Lauter Leerstellen

In Berlin nimmt eine Ausstellung in Kooperation mit dem Literaturmuseum Charkiw die ukrainische Literaturgeschichte in den Blick

Von Julia Hubernagel

Äußerliche Ähnlichkeiten gibt es keine zwischen dem alten Hotel Continental im ukrainischen Mariupol und dem erst vor zwei Jahren unter gleichem Namen eingerichteten Kunstraum in Berlin-Treptow. Doch der größte Unterschied besteht ohnehin darin, dass das eine noch steht und das andere nicht. Das Ende des 19. Jahrhunderts im neorussischen Stil errichtete Eckgebäude war bereits zum Kunstmuseum umfunktioniert, als es 2022 bei der Belagerung von Mariupol schwer beschädigt wurde. In der Folge eröffnete in Berlin das „Hotel Continental – Art Space in Exile“, um Künst­le­r:in­nen aus der Ukraine und anderen kriegsgebeutelten Regionen zu unterstützen.

Die meisten der aktuell dort ausgestellten Künst­le­r:in­nen sind allerdings bereits tot. Die Ausstellung „Antitext“ bietet einen Überblick über die hierzulande eher unbekannte ukrainische Literaturgeschichte und wurde vom Literaturmuseum Charkiw mitkonzipiert. Seine Exponate, Samisdat-Literatur und seltene Ausgaben lange verbotener Bücher, hat das Museum zu Beginn der russischen Invasion in Sicherheit gebracht – obwohl es „sichere Orte in der Ukraine momentan gar nicht gibt“, sagt Tetiana Ihoshyna, stellvertretende Entwicklungsleiterin des Literaturmuseums Charkiw, bei der Ausstellungseröffnung am Dienstag. Normalerweise zeigt das Charkiwer Museum Exponate aus der Sowjetzeit, als kritische ukrainische Dich­te­r:in­nen systematisch verfolgt wurden. Eigentlich, sagt Ihoshyna, habe man gedacht, die Zeit, in der Literatur versteckt werden müsse, sei vorbei.

**ÜBUNGSAUFGABEN**
[a] In welchem Jahr wurde das Gebäude des alten Hotel Continental in Mariupol laut dem Ausgangstext schwer beschädigt?
[b] Schreibe den Ausgangstext über die Berliner Ausstellung zur ukrainischen Literaturgeschichte im Anschluss an seinen letzten Satz weiter.

**ERFASSTE DATEN**
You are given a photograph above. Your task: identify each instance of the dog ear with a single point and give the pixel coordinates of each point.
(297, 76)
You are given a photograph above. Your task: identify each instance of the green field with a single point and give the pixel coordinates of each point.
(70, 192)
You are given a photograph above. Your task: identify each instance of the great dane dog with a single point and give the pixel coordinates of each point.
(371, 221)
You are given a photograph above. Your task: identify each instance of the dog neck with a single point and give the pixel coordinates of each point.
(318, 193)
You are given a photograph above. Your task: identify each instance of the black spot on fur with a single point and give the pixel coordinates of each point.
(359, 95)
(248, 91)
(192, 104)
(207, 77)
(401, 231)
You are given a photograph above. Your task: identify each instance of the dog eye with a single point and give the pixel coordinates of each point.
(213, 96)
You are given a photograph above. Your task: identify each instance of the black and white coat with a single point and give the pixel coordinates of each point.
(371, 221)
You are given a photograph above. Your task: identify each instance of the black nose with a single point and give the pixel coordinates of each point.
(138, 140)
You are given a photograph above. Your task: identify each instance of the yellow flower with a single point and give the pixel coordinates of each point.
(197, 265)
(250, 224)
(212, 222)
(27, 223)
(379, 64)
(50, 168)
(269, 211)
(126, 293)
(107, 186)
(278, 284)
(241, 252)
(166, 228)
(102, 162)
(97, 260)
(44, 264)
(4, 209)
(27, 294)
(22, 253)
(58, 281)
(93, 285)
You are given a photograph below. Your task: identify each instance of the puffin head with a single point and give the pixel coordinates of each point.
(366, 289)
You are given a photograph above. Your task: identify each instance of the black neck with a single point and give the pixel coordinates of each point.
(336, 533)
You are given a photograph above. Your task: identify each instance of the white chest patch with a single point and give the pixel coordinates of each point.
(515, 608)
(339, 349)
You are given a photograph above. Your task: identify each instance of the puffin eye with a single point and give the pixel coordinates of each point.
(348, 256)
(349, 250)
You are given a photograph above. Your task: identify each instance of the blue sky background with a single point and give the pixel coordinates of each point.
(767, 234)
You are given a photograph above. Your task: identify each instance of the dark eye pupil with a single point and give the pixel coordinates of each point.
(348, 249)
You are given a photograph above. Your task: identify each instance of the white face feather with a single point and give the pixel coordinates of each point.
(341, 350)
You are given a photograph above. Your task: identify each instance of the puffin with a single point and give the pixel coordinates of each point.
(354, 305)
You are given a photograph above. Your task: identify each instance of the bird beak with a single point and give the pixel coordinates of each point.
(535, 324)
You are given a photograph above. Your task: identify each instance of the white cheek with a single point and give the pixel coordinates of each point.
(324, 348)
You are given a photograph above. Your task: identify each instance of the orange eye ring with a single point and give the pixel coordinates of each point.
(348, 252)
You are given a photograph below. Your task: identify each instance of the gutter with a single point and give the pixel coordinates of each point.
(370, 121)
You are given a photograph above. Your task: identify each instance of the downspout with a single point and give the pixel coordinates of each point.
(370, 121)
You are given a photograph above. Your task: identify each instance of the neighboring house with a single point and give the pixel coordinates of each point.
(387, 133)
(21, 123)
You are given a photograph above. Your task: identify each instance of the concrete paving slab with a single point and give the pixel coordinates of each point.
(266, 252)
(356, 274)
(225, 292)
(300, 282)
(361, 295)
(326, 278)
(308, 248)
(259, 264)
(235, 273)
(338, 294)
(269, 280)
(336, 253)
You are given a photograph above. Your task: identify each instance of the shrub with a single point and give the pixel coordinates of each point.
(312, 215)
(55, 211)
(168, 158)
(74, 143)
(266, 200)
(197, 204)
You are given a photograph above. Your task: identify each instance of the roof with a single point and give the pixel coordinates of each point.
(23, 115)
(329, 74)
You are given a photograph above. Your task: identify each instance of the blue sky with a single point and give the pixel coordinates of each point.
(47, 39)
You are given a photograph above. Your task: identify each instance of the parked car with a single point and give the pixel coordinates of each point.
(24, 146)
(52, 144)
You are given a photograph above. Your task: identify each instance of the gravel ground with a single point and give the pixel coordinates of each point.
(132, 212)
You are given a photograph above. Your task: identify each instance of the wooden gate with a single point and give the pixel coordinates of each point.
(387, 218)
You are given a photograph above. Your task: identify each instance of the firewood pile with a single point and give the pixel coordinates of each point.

**ERWARTETE ANTWORTEN**
[a] Im Jahr 2022, bei der Belagerung von Mariupol.

[b]
Die Ausstellung in Berlin wirft Licht auf verschiedene Phasen der sowjetischen Herrschaft in der Ukraine. Sehr repressiv gingen die Besatzer in den 1930er Jahren vor. Hatten die sowjetischen Behörden die Bibliotheken zunächst noch strikt nach Verbotslisten durchkämmt, kostete das die Machthaber schnell zu viel Zeit. Von verdächtigen Autoren seien „alle Werke, in allen Jahren, in allen Sprachen“ zu entfernen, lautete der Befehl. Von der „Erschießung einer ganzen Generation“ ist die Rede.

Die Zeit der Massenhinrichtungen währte nicht lange. In den folgenden Jahrzehnten ging man dazu über, unliebsame Schrift­stel­le­r:in­nen in Gulags zu internieren. Dort verfasste Schriften fanden nur selten ihren Weg an den Lagerkommandanten vorbei. „Wir suchen dich tröpfchenweise“, notierte Andrij Malyschko über seinen Dichterkollegen Hyrhory Koryuka, dessen Manuskript bei seiner Verhaftung 1934 beschlagnahmt wurde.

Es sind viele unbekannte Au­tor:in­nen, die in der Ausstellung ins Licht gerückt werden, viele vergessene Namen. Auch sie als Ukrainerin lerne im Moment viel über ukrainische Kultur, sagt Kateryna Rietz-Rakul, Direktorin des Ukrainischen Instituts in Deutschland. Die Biografien der verfolgten Schrift­stel­le­r:in­nen sind dabei oft zweideutig, entziehen sich klarer Kategorisierung.

Zu nennen wäre Jurij Smolytsch, eine Art ukrainischer Sascha Anderson, der in den 1920er Jahren Mitglied verschiedener ukrainischer literarischer Organisationen war, später jedoch „freiwillig“ Informant des NKWD wurde. Oder Wiktor Petrow, der als Erfinder des intellektuellen Romans in der ukrainischen Literatur gilt, dessen Rolle in der NS-Zeit jedoch als mindestens zwielichtig zu umschreiben ist. Petrow widmet sich übrigens Sofia Andruchowytsch in ihrem neuen Roman, der in wenigen Tagen auf Deutsch erscheint.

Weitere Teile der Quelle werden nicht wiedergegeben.